BEGIN

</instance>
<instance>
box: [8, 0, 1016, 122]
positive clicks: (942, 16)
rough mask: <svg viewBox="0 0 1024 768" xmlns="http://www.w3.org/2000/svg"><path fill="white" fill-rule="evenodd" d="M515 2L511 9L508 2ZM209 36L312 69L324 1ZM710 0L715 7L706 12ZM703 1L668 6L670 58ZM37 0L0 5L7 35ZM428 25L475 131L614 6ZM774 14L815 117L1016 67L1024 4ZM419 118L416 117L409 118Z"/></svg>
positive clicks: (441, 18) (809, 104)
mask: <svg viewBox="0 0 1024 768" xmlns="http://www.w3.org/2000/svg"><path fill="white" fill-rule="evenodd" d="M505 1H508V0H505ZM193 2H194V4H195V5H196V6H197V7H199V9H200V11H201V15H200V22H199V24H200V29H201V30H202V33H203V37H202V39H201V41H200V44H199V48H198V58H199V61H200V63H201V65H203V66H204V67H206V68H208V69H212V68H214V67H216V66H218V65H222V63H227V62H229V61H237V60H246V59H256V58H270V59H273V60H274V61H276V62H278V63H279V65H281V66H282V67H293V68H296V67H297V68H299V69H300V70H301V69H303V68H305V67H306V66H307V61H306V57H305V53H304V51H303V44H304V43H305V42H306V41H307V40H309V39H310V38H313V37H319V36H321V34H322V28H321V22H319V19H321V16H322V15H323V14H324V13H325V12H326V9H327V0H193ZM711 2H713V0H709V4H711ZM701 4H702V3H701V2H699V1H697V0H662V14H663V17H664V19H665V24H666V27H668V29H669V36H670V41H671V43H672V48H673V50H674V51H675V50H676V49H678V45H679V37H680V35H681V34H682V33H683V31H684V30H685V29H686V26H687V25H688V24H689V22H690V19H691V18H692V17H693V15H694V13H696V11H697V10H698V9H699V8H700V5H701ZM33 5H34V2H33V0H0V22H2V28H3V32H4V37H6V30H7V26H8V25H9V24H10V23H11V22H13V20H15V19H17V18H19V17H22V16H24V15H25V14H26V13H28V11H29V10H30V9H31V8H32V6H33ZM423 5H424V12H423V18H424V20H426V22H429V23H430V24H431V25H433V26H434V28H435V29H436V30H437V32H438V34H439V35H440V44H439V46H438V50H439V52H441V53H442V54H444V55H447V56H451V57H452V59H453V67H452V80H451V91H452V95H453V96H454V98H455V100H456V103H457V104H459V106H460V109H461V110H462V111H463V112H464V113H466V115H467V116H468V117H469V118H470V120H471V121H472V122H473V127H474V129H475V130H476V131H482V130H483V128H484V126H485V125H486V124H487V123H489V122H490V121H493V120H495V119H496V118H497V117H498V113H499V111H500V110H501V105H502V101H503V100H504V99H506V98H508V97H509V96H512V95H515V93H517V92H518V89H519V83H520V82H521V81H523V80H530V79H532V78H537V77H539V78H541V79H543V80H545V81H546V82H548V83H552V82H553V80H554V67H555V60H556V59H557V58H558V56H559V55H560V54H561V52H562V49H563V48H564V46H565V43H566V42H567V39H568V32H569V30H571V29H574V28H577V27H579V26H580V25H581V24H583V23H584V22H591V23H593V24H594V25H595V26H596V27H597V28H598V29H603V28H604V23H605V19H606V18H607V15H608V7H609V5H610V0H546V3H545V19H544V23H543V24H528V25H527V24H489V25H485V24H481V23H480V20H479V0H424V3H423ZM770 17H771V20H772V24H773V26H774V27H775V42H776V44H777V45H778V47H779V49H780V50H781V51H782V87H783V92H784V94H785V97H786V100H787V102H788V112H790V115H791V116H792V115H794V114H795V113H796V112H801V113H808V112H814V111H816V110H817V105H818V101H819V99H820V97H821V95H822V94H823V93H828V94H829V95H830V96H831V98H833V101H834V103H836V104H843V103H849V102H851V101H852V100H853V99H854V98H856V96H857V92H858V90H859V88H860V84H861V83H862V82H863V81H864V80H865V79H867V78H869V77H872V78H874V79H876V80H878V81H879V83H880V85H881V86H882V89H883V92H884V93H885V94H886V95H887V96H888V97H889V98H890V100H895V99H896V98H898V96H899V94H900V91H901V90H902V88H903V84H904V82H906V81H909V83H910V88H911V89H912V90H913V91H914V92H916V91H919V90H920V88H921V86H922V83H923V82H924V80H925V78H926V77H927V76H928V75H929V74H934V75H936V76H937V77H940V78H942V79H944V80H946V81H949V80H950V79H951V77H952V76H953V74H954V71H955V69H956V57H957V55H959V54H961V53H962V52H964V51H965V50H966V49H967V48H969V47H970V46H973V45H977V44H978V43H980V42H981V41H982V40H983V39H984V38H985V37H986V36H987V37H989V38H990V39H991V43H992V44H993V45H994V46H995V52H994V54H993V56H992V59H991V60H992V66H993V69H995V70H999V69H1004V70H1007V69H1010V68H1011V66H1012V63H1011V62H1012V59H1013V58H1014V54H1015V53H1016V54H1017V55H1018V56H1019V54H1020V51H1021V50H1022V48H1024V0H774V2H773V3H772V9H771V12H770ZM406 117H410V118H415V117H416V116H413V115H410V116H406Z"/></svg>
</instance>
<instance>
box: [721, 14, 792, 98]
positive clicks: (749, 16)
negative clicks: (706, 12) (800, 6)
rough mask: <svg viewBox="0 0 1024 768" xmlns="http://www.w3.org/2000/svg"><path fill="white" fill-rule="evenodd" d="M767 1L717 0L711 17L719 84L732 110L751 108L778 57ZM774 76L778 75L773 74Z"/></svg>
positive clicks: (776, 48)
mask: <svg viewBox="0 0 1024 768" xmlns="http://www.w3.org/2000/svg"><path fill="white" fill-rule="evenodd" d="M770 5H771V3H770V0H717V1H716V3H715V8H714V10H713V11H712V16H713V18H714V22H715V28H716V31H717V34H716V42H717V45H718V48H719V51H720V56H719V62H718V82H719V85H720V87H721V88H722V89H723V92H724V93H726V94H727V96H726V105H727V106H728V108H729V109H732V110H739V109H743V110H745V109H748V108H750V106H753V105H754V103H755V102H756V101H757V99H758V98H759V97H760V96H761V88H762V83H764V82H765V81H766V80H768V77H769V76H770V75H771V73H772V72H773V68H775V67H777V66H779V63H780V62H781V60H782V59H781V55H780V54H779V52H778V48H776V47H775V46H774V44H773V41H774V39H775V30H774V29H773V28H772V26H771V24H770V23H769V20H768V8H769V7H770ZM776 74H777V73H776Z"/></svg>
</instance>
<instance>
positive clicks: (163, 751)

END
BEGIN

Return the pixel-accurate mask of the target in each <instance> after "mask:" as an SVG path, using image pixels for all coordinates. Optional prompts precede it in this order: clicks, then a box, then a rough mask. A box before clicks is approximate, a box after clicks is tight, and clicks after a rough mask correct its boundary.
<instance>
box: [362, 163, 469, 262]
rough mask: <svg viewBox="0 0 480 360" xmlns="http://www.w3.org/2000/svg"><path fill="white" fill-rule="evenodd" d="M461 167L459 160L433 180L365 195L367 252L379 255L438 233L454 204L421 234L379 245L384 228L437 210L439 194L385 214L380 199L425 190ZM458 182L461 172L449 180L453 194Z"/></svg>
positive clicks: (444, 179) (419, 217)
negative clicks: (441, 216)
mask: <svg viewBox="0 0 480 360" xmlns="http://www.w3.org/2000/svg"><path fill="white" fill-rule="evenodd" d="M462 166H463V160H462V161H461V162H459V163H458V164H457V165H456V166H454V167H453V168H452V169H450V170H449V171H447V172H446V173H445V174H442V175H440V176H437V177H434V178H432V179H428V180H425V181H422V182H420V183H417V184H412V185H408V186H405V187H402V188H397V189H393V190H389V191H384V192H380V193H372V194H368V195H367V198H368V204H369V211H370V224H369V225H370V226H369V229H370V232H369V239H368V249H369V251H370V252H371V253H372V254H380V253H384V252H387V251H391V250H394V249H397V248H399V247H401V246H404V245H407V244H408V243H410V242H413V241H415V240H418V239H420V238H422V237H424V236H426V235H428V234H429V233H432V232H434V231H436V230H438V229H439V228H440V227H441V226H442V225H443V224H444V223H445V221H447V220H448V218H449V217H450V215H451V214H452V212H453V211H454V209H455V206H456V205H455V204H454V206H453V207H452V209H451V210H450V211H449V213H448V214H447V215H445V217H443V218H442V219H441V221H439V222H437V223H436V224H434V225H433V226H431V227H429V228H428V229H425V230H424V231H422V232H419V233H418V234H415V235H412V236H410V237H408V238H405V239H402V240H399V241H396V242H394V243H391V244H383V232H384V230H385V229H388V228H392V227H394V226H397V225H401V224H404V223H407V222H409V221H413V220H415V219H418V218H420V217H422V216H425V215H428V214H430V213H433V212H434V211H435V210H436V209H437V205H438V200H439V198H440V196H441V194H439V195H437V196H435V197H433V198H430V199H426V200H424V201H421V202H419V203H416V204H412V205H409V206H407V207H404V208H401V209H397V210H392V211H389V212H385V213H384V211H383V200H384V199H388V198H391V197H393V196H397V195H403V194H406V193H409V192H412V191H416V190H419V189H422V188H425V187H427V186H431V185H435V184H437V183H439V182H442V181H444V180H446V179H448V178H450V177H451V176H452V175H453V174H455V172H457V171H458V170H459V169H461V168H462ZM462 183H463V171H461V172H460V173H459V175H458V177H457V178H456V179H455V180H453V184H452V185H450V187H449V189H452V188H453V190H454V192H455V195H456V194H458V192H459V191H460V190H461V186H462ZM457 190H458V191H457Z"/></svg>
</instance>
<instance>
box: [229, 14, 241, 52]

END
BEGIN

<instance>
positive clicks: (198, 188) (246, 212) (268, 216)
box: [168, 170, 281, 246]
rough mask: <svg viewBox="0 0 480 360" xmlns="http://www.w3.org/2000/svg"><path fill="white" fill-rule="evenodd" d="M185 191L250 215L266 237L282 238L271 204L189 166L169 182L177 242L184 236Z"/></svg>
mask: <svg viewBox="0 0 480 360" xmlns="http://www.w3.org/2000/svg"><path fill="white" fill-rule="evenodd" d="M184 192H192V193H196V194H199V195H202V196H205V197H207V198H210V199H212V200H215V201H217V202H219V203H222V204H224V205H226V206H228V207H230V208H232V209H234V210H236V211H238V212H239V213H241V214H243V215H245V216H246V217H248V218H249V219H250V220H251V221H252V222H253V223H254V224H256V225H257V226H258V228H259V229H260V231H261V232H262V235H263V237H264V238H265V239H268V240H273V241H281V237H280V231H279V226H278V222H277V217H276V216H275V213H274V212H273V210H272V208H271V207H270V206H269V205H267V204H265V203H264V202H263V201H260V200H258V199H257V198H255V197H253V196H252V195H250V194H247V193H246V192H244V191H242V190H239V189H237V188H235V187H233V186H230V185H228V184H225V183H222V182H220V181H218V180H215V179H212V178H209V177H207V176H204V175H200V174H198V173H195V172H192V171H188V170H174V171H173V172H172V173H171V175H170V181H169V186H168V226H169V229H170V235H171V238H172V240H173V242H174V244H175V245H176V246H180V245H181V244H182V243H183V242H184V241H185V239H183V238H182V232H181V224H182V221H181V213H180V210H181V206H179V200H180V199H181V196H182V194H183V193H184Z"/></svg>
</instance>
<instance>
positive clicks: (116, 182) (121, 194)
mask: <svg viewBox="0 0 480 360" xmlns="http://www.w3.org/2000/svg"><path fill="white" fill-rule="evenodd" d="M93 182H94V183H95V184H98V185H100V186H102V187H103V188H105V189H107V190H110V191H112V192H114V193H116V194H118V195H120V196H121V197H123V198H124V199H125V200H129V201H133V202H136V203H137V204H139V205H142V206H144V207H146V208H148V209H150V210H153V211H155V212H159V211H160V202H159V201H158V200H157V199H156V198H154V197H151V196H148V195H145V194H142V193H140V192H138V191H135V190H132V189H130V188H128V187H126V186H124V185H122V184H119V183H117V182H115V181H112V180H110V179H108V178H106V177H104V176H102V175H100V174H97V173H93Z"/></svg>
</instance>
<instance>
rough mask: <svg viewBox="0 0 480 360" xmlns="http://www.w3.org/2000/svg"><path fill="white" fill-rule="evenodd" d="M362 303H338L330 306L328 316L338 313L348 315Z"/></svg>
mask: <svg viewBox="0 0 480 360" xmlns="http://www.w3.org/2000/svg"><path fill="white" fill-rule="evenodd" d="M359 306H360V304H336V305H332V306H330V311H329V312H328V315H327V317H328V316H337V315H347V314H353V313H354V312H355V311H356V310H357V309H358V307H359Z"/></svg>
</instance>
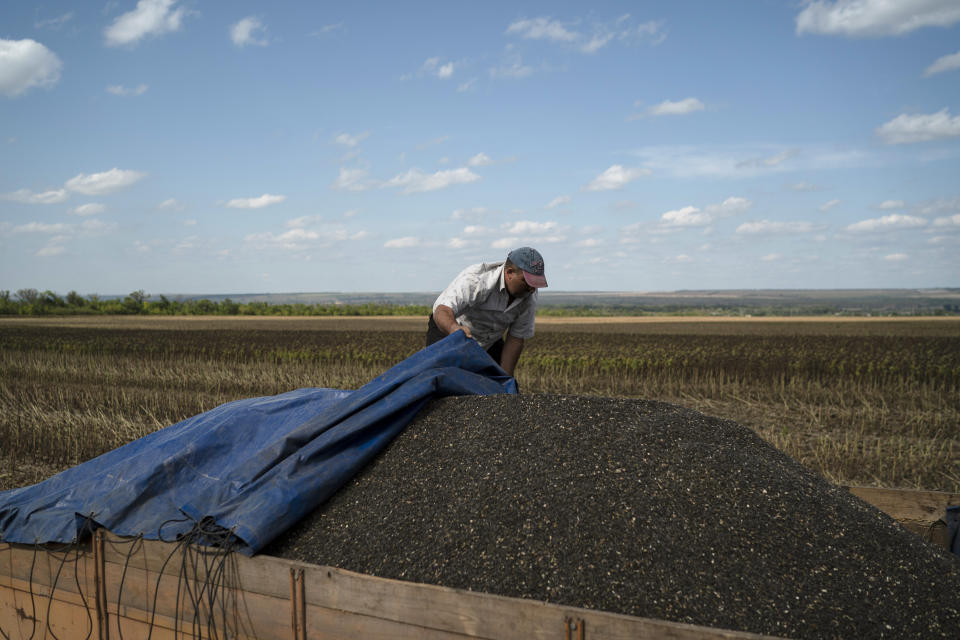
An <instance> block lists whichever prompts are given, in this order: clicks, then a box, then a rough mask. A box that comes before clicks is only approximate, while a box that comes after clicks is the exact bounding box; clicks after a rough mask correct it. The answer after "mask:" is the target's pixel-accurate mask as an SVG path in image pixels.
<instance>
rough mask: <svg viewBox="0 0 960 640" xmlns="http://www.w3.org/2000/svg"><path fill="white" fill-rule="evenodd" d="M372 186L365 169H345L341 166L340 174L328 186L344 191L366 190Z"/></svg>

END

- **EXERCISE BRIEF**
From the entries above, copy every line that holds the word "prompts".

- **PROBLEM SOLUTION**
Return the pixel-accurate mask of the target in each <instance> after "mask:" as an SVG path, using image pixels for all coordinates. Optional prompts precede it in this order: clicks, then a box, then a rough mask. A box before clicks is approximate, a box after clicks is tight, and clicks after a rough mask correct its boundary.
An <instance> block lists whichever prompts are given, in this order: clicks, then a box, then a rough mask. A box that comes before clicks is only approximate, while a box that comes after clicks is the exact bounding box; clicks after a rough mask correct it. The answer after "mask:" is the target's pixel-accurate mask as an SVG path in image pixels.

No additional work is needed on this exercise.